-- Requirement --
Copy the records below line for line, changing nothing.

··· Material for this task

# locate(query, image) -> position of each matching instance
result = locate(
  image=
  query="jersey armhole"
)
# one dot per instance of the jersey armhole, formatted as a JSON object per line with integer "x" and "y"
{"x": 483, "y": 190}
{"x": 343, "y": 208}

······

-- Task output --
# locate(query, image) -> position of each matching instance
result = locate(
  image=
  query="jersey armhole"
)
# one dot per instance of the jersey armhole, formatted as a JSON object per line with integer "x" and "y"
{"x": 483, "y": 190}
{"x": 343, "y": 208}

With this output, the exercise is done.